(Data supplied begins)
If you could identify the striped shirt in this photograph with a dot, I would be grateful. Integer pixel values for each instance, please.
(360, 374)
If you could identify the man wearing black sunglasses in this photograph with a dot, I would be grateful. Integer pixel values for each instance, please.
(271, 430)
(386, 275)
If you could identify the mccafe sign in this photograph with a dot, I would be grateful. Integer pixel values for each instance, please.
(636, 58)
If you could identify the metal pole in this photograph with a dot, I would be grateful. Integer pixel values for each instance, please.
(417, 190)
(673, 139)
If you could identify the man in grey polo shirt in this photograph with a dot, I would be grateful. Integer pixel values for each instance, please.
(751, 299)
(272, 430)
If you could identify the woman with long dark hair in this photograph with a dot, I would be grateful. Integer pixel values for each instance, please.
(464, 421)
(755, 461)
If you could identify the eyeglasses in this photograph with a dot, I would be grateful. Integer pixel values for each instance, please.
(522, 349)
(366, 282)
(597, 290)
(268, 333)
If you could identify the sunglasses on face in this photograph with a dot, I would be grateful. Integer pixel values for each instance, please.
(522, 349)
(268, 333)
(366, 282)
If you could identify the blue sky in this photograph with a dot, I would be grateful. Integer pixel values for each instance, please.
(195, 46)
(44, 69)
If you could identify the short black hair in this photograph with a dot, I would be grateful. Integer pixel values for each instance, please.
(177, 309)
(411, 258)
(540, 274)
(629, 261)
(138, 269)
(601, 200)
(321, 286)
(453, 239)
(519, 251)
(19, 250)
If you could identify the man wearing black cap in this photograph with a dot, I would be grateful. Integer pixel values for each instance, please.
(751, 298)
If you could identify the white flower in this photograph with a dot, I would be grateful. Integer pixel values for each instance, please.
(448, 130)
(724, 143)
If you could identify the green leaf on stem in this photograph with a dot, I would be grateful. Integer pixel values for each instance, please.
(Data supplied ends)
* [Task requirements]:
Output every record above in full, exactly as it reads.

* [Task result]:
If you could identify the striped shirt in this photograph with a dot, I would be grateful. Integer pixel values for each instance, please.
(360, 374)
If you could identify the man wearing black sunglasses in this photograph with a dot, I would be grateful. Integer pixel values for each instance, please.
(271, 430)
(386, 275)
If you could identify the mccafe sign in this photograph with a dot, I would be grateful. Integer pixel values for each instance, please.
(636, 58)
If you could identify the metal pole in this photograph with a dot, I would be grateful. Integer pixel values for each instance, please.
(417, 190)
(673, 139)
If you could identify the man in grey polo shirt in this photograph with a dot, I would be grateful. Integer pixel values for each instance, please.
(751, 299)
(272, 430)
If you could identify the woman with long dark hair in this photograph with a dot, I would be grateful. Integer pixel values for each instance, please.
(464, 421)
(755, 461)
If you could identify the eyeglasses in this photograph with a dot, I would be grateful. Integer pixel values for each instance, please.
(522, 349)
(366, 282)
(597, 290)
(268, 333)
If you could identify the sunglasses on face in this photograph with a dot, I would be grateful. Integer pixel values for each instance, please.
(522, 349)
(268, 333)
(366, 282)
If you could identify the blue sky in this photograph with a dot, I would be grateful. Integer pixel values for each instance, please.
(195, 46)
(44, 69)
If you could identify the short black hair in this photograph with a dot, I would be grateful. Integer pixel values for each instance, please.
(177, 309)
(411, 258)
(540, 274)
(629, 261)
(138, 269)
(601, 200)
(321, 286)
(453, 239)
(519, 251)
(19, 250)
If you could identify the man wearing black cap in this photograph with a dot, I would be grateful. Integer pixel values for each instance, please.
(751, 298)
If you could identify the white flower in this photograph with a dot, I would be grateful. Integer pixel values for each instance, please.
(448, 130)
(724, 143)
If you could identify the green leaf on stem in this photograph with a dot, I would be grateful. Integer pixel values for each instance, please.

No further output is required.